> **WHAT IS NEEDED**:
The expected response is a copy of every line in the entries below that includes the word "number".

** DATA SHOWN follows **

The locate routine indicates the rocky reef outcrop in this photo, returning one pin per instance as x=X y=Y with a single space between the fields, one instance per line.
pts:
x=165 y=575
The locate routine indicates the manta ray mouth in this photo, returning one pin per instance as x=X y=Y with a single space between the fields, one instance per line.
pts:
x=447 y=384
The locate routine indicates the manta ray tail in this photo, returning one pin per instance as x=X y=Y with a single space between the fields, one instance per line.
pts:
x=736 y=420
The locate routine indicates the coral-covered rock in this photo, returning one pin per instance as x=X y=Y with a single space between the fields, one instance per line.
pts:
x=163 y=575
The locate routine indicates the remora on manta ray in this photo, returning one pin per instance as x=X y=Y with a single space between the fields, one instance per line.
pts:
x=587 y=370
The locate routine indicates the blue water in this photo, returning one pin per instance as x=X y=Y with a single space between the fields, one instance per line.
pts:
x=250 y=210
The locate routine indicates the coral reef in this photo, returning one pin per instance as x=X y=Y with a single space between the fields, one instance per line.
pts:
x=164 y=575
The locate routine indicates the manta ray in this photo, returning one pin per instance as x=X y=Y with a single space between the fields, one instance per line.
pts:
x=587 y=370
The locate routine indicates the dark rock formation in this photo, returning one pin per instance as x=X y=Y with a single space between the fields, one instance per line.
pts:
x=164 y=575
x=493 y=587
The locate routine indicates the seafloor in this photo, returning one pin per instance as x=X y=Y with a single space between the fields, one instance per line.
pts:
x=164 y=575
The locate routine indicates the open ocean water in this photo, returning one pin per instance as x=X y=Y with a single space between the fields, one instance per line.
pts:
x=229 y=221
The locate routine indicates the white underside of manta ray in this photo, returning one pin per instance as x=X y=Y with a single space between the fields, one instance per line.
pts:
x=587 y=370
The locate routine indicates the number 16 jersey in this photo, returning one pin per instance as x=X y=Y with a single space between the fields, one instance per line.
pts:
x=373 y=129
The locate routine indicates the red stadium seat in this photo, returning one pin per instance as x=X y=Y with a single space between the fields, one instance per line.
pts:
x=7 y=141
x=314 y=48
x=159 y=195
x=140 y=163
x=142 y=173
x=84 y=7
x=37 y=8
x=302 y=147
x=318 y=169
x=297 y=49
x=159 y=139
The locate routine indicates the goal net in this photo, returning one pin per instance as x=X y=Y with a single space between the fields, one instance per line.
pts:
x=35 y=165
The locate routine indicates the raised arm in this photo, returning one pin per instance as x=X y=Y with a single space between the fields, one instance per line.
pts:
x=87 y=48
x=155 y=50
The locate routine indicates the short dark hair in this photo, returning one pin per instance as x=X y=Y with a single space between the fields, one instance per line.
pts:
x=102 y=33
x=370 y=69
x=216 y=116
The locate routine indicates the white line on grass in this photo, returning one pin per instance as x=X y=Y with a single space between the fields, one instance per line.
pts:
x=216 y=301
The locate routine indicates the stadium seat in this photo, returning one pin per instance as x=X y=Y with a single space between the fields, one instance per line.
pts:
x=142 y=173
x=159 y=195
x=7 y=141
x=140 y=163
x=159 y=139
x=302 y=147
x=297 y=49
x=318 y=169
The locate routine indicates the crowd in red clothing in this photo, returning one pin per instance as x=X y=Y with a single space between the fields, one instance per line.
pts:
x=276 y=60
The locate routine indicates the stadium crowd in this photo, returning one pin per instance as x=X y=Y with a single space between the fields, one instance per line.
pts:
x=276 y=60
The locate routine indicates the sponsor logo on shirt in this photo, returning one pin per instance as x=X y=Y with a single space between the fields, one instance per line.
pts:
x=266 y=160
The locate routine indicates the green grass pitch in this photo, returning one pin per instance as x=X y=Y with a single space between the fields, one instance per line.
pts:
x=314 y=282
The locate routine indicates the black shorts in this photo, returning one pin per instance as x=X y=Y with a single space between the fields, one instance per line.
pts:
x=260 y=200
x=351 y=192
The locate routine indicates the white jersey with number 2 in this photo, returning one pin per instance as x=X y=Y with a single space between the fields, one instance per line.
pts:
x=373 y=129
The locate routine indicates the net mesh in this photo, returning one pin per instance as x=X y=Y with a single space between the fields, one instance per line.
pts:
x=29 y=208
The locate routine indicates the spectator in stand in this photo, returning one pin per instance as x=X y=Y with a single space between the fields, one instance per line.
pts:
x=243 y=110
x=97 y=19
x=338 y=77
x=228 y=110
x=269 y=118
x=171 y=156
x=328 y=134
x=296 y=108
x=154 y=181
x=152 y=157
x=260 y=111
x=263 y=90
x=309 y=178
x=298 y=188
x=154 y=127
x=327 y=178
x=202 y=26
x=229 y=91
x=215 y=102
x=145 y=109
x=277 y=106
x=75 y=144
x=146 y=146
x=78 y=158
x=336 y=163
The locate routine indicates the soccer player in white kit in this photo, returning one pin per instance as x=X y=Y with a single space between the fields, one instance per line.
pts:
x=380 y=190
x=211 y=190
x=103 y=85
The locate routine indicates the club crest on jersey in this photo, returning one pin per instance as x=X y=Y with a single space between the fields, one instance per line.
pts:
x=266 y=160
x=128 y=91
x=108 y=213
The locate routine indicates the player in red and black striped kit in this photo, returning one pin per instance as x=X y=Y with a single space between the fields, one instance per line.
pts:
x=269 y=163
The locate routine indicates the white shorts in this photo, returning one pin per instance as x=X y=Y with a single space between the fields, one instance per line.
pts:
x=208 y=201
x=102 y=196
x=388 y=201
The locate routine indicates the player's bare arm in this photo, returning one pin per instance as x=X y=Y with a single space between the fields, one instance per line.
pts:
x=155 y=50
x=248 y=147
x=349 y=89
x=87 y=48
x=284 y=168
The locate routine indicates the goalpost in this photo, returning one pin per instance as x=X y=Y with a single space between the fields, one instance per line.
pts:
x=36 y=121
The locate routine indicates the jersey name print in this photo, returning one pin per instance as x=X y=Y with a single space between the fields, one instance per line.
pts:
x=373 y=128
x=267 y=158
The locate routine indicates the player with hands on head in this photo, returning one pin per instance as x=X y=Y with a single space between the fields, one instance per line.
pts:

** End of DATA SHOWN **

> **SOLUTION TO THE PROBLEM**:
The locate routine indicates the number 16 jersey in this photo, returning one pin per instance as x=X y=Y with a single space between the fields, one instance per line.
The locate routine indicates the white jersey with number 2 in this photo, returning one pin per instance as x=X y=Y with a single space between the fields, one instance per line.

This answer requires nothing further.